____ Stored data

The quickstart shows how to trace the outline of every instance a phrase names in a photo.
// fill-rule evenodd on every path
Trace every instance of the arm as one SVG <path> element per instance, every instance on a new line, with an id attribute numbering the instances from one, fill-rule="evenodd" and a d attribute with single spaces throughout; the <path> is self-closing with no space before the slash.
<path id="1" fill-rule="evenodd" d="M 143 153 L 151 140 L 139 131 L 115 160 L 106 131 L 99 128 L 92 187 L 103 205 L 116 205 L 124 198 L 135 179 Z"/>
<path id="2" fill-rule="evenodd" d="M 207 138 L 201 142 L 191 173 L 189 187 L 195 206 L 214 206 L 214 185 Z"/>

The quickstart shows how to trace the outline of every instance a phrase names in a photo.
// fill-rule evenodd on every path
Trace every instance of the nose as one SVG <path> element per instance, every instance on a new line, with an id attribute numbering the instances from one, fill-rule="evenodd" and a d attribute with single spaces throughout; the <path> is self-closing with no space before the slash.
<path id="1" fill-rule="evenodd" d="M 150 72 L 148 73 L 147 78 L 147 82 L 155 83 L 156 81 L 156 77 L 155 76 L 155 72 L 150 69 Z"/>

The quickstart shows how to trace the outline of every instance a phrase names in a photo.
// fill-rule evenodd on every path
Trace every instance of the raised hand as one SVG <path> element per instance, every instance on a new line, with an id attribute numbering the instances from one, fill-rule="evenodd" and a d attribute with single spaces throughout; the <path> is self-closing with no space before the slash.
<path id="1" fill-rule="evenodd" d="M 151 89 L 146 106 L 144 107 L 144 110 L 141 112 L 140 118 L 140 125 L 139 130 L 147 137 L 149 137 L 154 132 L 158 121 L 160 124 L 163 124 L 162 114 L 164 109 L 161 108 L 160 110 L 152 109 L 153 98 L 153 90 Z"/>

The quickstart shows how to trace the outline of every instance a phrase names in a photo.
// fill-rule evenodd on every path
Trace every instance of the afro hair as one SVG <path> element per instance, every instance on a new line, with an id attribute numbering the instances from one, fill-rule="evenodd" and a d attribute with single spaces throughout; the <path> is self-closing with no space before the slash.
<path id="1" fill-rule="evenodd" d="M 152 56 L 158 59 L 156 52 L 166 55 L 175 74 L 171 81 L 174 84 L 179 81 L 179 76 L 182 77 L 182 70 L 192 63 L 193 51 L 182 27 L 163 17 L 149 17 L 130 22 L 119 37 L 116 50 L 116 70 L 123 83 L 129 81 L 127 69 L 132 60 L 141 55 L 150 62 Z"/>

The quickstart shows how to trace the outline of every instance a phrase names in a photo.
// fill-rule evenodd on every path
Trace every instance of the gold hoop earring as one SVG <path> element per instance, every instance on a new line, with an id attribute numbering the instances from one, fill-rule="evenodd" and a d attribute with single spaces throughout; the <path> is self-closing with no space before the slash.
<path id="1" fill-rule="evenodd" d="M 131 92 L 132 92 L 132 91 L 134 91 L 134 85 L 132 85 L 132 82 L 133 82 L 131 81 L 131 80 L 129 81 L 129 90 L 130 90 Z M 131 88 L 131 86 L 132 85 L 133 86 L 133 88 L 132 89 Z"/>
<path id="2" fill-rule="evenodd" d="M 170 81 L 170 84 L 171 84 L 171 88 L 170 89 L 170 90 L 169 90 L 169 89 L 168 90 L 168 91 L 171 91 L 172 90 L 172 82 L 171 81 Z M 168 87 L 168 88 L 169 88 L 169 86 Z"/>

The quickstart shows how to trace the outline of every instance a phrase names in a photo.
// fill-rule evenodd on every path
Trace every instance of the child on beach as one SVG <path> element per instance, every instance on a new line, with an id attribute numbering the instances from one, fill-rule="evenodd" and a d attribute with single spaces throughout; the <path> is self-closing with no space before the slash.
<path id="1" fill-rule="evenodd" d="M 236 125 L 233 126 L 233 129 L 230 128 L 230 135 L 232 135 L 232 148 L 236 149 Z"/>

________

### Aim
Could you reproduce all six rows above verbatim, line for line?

### Complete response
The quickstart shows how to trace the outline of every instance a phrase names in a photo.
// fill-rule evenodd on every path
Trace every instance of the arm as one SVG <path> element per instance, every instance on a new line, with an id attribute numbering the instances from one, fill-rule="evenodd" and a d attribute with single spaces throughout; the <path> is self-closing with no space before the slash.
<path id="1" fill-rule="evenodd" d="M 143 153 L 151 140 L 139 131 L 115 160 L 106 131 L 99 128 L 92 187 L 103 205 L 116 205 L 124 198 L 135 179 Z"/>
<path id="2" fill-rule="evenodd" d="M 207 138 L 201 142 L 191 173 L 189 187 L 195 206 L 214 206 L 214 185 Z"/>

The quickstart shows how to trace the outline of every instance a phrase names in a photo.
// fill-rule evenodd on every path
Trace every instance of the nose as one SVG <path> element per instance, every instance on a new line, with an id attribute numbering the instances from one, fill-rule="evenodd" and a d attribute with single spaces throughout; the <path> is self-closing with no space before the slash.
<path id="1" fill-rule="evenodd" d="M 150 72 L 148 73 L 147 78 L 147 82 L 155 83 L 156 81 L 156 77 L 155 76 L 155 72 L 150 69 Z"/>

The quickstart shows how to trace the outline of every instance a phrase names in a photo.
// fill-rule evenodd on every path
Trace every instance of the raised hand as one SVG <path> element per instance, every instance on a new line, with an id attribute numbering the instances from one, fill-rule="evenodd" and a d attribute with single spaces throughout; the <path> is self-closing with no space before the slash.
<path id="1" fill-rule="evenodd" d="M 151 89 L 146 106 L 144 107 L 144 110 L 141 112 L 140 118 L 140 125 L 139 130 L 147 137 L 149 137 L 154 132 L 158 121 L 160 124 L 163 124 L 162 114 L 164 109 L 161 108 L 160 110 L 152 109 L 153 98 L 153 90 Z"/>

The quickstart shows how to trace the outline of every instance a phrase names in a photo.
// fill-rule evenodd on every path
Trace every instance of the afro hair as one SVG <path> element per instance, every instance on a new line, with an id attribute numbering the instances from one, fill-rule="evenodd" and a d attribute with single spaces throughout; the <path> is self-closing with no space before the slash.
<path id="1" fill-rule="evenodd" d="M 152 56 L 158 59 L 156 52 L 166 55 L 175 74 L 171 81 L 174 84 L 179 81 L 179 76 L 182 77 L 182 70 L 192 63 L 193 51 L 182 27 L 163 17 L 149 17 L 130 22 L 119 37 L 116 50 L 116 70 L 123 83 L 129 81 L 127 69 L 132 60 L 141 55 L 150 62 Z"/>

The quickstart shows how to trace the outline of every instance a phrase names in a photo.
// fill-rule evenodd on every path
Trace every instance of the gold hoop earring as one SVG <path> element per instance, every instance on a new line, with an id attribute numbering the instances from one, fill-rule="evenodd" and a d attribute with single spaces throughout; the <path> is self-closing with no space before the slash.
<path id="1" fill-rule="evenodd" d="M 131 92 L 132 92 L 132 91 L 134 91 L 134 85 L 132 85 L 132 82 L 133 82 L 131 81 L 131 80 L 129 81 L 129 90 L 130 90 Z M 131 88 L 131 86 L 132 85 L 133 86 L 133 88 L 132 89 Z"/>
<path id="2" fill-rule="evenodd" d="M 170 81 L 170 84 L 171 84 L 171 88 L 170 89 L 170 90 L 169 90 L 169 89 L 168 90 L 168 91 L 171 91 L 172 90 L 172 82 L 171 81 Z M 168 87 L 168 88 L 169 88 L 169 86 Z"/>

The quickstart shows how to trace the outline of every instance a phrase names in a photo.
// fill-rule evenodd on every path
Trace every instance of the child on beach as one SVG <path> element per instance, every instance on a new line, with an id attribute numbering the instances from one, fill-rule="evenodd" and a d attribute with single spaces throughout; the <path> is self-closing with no space before the slash.
<path id="1" fill-rule="evenodd" d="M 236 125 L 233 126 L 233 129 L 230 128 L 230 135 L 232 135 L 232 148 L 236 149 Z"/>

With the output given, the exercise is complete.